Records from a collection
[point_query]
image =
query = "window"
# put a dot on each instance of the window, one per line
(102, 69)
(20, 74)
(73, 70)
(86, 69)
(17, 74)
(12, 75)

> REQUIRED WORK
In the records above, return only the line that contains "# put a dot" and every line after it through the last, exactly as they appear.

> ANSWER TO THIS EXERCISE
# put a dot on each instance of the window, one per line
(102, 69)
(20, 74)
(73, 70)
(86, 69)
(17, 74)
(12, 75)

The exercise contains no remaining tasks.